### Части задания
**a.** Из чего, согласно тексту о взглядах Хирата Ацутанэ, божества создали страны к западу от Японии?
**b.** Продолжите текст о взглядах Хирата Ацутанэ на Японию, начав сразу после его последнего предложения.

Европейцы изобретают разные диковинки. Ну и что в этом хорошего? Хирата Ацутанэ полагает, что стремление к новому обусловлено суетливостью характера, объясняемой в конечном итоге неблагоприятной средой обитания. Что до Японии, то люди там степенны и не корчат из себя мудрецов. Торопливость – вещь нехорошая. Птицы и звери начинают поглощать пищу сразу после рождения, через пару-тройку месяцев они уже приступают к совокуплению, что свидетельствует о низменности их природы. Птицы и звери спешат, поэтому и век их краток. Что до Японии, то она хранит неспешную величественность, соблюдая обыкновения века богов. Хирата Ацутанэ подчеркивает принципиальную важность акта творения – именно этот акт и предопределяет качество земли, которое сказывается и на качестве населения: если земля Японии была порождена «естественным» способом – путем брачного союза между божествами Идзанаги и Идзанами, то все другие страны к западу от Японии эти божества создали из морской пены (Хирата Ацутанэ 2002: 295–301).

Большинство нативистов были согласны в том, что причины превосходных качеств земли Японии лежат в глубокой древности. В рассуждениях Хирата Ацутанэ речь идет о разнице в качестве «первоматериала». Эта разница настолько велика, а различные земли порождают настолько различных по своему качеству людей, что мыслитель явственно видит тот день, когда все придет к «законному положению, когда все без изъяна главы иноземных (буквально “варварских”. – А. М.) стран объявят себя вассалами и, простершись ниц перед нашим императором, покорятся ему, а караваны судов будут доставлять дань, и все станут служить с трепетом и почтением. О, как это приятно и отрадно!» (Там же: 334).

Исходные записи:

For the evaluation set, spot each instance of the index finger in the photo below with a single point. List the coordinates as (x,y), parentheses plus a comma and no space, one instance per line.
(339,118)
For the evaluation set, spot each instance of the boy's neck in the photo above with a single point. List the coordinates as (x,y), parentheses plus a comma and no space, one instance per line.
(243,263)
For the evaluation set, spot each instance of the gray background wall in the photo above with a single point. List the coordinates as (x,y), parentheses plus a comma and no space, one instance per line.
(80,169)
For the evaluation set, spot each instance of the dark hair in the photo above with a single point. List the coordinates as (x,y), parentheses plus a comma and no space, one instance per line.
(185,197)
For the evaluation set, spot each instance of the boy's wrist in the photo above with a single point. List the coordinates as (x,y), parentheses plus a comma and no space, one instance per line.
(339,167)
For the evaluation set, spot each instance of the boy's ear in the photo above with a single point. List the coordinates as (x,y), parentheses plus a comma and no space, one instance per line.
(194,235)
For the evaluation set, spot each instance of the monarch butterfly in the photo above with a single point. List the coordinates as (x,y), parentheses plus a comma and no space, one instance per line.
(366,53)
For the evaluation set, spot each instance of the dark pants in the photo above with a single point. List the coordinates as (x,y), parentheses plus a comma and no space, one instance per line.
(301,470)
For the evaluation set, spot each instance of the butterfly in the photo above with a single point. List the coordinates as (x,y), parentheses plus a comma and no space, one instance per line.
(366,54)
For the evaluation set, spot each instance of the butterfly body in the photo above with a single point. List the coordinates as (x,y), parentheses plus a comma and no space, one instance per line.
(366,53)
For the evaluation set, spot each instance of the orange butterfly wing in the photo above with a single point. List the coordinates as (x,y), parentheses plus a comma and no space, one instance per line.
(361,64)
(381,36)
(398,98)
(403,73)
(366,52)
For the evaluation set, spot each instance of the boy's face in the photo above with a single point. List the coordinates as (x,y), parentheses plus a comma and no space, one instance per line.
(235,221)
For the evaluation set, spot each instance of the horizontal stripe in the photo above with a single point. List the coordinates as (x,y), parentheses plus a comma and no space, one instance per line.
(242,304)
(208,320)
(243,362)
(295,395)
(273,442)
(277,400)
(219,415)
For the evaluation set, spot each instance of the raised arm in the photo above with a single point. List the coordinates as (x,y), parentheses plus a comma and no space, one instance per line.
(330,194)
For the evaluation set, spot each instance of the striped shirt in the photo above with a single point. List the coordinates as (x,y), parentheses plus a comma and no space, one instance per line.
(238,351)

### Ответы по заданиям
**a.** Из морской пены.

**b.**
Принятие конфуцианской картины мира, в которой актуализирована прямая связь между природными условиями и жизнью социума, означала усвоение тех взглядов на природу и общество, для которых характерен крайний географический детерминизм – убеждение в существовании прямой корреляции между природной средой обитания и «качеством» людей, населяющих эту землю. В традиционной дальневосточной мысли считалось, что Центр («срединная страна») по определению обладает природой и климатом, которые более благоприятны для культуры и нравственности, чем природные условия окружающей Центр периферии. Видный мыслитель, теоретик «пути самурая» Ямага Соко (1622–1685 гг.) прямо утверждал: четыре времени года там сменяют друг друга в правильной последовательности, а потому люди там «чисты», они не смешиваются с обитателями других стран, а императорская династия не знает перерыва. И все это обусловливается свойствами территории, которая совершенно не случайно имеет форму копья. В связи с этим люди в Срединной стране отличаются воинскими доблестями, и «гармония» там утверждена твердо, как алмаз (Бусидо дзэнсё 1942, т. 3: 287). Ямага Соко отмечал также выгодность международного положения Японии – она окружена морями и потому не соприкасается с варварами. Таким образом, природные условия защищают страну от иноземных нашествий, что избавляет от необходимости строительства фундаментальной обороны (Утида Хидэо 1971: 17).

В японских условиях географический детерминизм конфуцианского типа дополнялся представлениями, восходящими к синтоистскому мифу, понимаемому в том смысле, что нынешняя ситуация есть отражение и проекция акта божественного творения. В этом дискурсе территория Японии соотносилась с солнцем и восточным расположением.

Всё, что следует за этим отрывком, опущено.